# [MATERIAL FOR THIS EXERCISE]
┄┄┄┄┄┄┄┄┄┄
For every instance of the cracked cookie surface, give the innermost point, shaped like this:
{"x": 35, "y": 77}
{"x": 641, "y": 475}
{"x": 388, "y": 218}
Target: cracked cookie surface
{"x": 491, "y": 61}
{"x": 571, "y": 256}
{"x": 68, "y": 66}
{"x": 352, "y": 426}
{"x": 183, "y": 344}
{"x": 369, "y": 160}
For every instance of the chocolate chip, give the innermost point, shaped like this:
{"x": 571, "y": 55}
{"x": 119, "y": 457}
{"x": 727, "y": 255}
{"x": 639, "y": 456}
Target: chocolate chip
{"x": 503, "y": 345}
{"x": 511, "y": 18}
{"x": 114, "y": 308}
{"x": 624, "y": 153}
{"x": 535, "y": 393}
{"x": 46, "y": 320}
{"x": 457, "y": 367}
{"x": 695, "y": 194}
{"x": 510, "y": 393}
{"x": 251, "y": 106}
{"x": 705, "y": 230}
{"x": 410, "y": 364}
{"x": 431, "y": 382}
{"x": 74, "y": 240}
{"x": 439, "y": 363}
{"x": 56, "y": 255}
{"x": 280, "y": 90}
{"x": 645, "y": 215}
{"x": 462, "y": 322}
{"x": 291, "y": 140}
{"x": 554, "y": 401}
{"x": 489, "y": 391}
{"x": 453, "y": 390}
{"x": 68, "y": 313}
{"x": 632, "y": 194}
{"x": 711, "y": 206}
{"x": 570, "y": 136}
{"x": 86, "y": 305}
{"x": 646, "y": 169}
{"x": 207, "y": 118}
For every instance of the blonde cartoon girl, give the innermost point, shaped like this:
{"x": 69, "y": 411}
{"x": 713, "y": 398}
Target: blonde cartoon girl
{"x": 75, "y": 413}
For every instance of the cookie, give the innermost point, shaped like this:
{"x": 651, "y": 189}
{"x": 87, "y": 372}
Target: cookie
┄┄┄┄┄┄┄┄┄┄
# [EXERCISE DESCRIPTION]
Print all of the entries again, exactly as written.

# [TASK ANSWER]
For every instance of the cracked cookie surface, give the innermost point, shaped like this:
{"x": 35, "y": 77}
{"x": 641, "y": 475}
{"x": 388, "y": 218}
Target: cracked cookie surface
{"x": 491, "y": 61}
{"x": 571, "y": 256}
{"x": 68, "y": 66}
{"x": 352, "y": 426}
{"x": 183, "y": 344}
{"x": 369, "y": 160}
For every instance of the chocolate chip, give the innermost point, shaped like this:
{"x": 571, "y": 55}
{"x": 119, "y": 457}
{"x": 727, "y": 255}
{"x": 639, "y": 456}
Target: chocolate chip
{"x": 503, "y": 345}
{"x": 511, "y": 18}
{"x": 114, "y": 308}
{"x": 624, "y": 153}
{"x": 535, "y": 393}
{"x": 46, "y": 320}
{"x": 457, "y": 367}
{"x": 695, "y": 194}
{"x": 510, "y": 393}
{"x": 251, "y": 106}
{"x": 705, "y": 230}
{"x": 410, "y": 364}
{"x": 431, "y": 382}
{"x": 74, "y": 240}
{"x": 439, "y": 363}
{"x": 56, "y": 255}
{"x": 280, "y": 90}
{"x": 645, "y": 215}
{"x": 462, "y": 322}
{"x": 291, "y": 140}
{"x": 554, "y": 401}
{"x": 489, "y": 391}
{"x": 453, "y": 390}
{"x": 68, "y": 313}
{"x": 632, "y": 194}
{"x": 711, "y": 206}
{"x": 570, "y": 136}
{"x": 86, "y": 305}
{"x": 646, "y": 169}
{"x": 207, "y": 118}
For every instance of the blonde cartoon girl, give the innermost point, shaped like this:
{"x": 69, "y": 411}
{"x": 713, "y": 398}
Target: blonde cartoon girl
{"x": 75, "y": 413}
For every instance of the cookie, give the innermost point, shaped like this:
{"x": 651, "y": 189}
{"x": 87, "y": 372}
Target: cookie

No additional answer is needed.